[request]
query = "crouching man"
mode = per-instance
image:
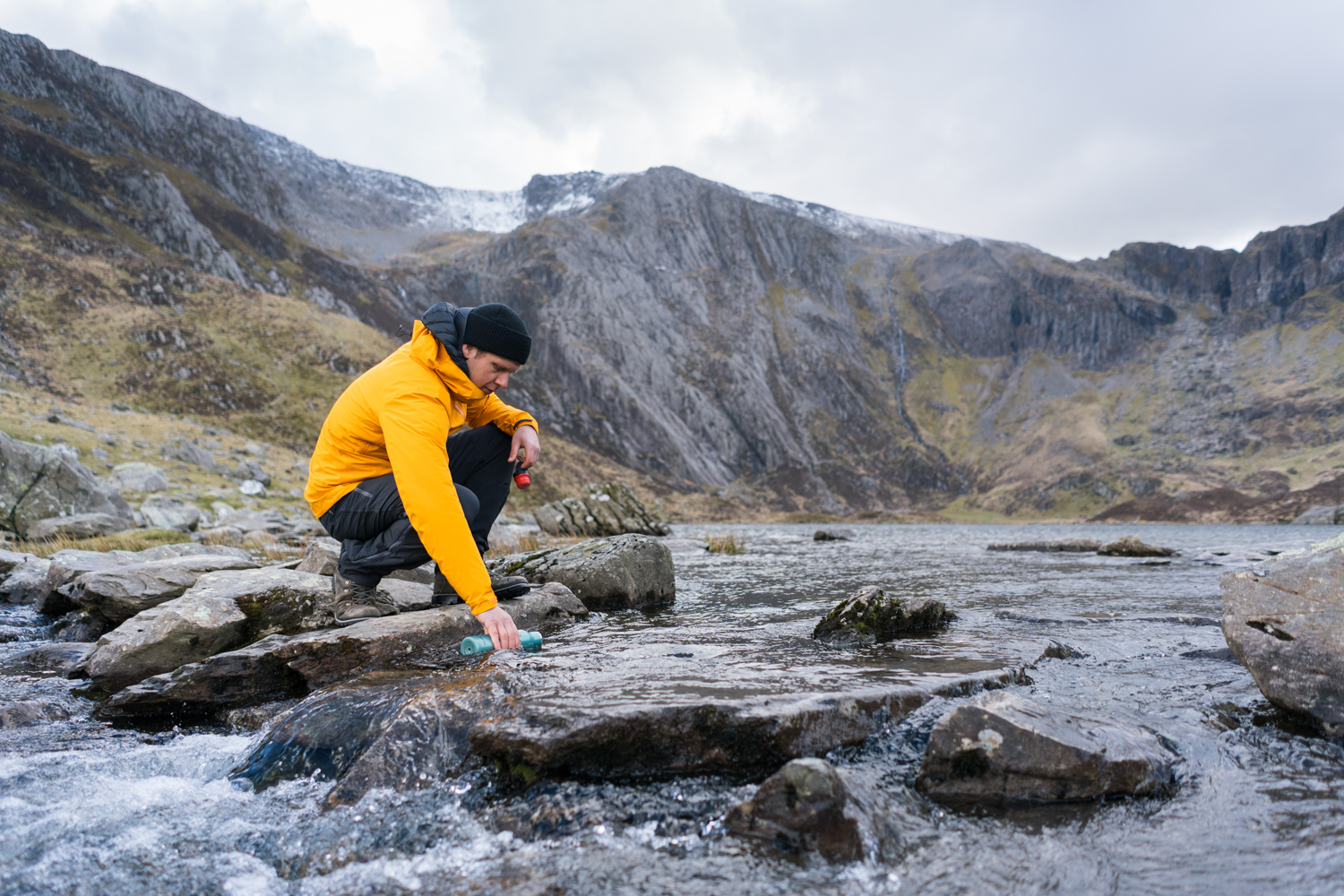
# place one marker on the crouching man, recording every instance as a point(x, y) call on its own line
point(397, 489)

_EXERCISE:_
Copy the lines above word for word, but leave out the picture.

_FINISHED TASK:_
[request]
query = "crouching man"
mode = per-instance
image:
# place one marker on the crouching man, recording every instance as a point(x, y) call on its own line
point(397, 489)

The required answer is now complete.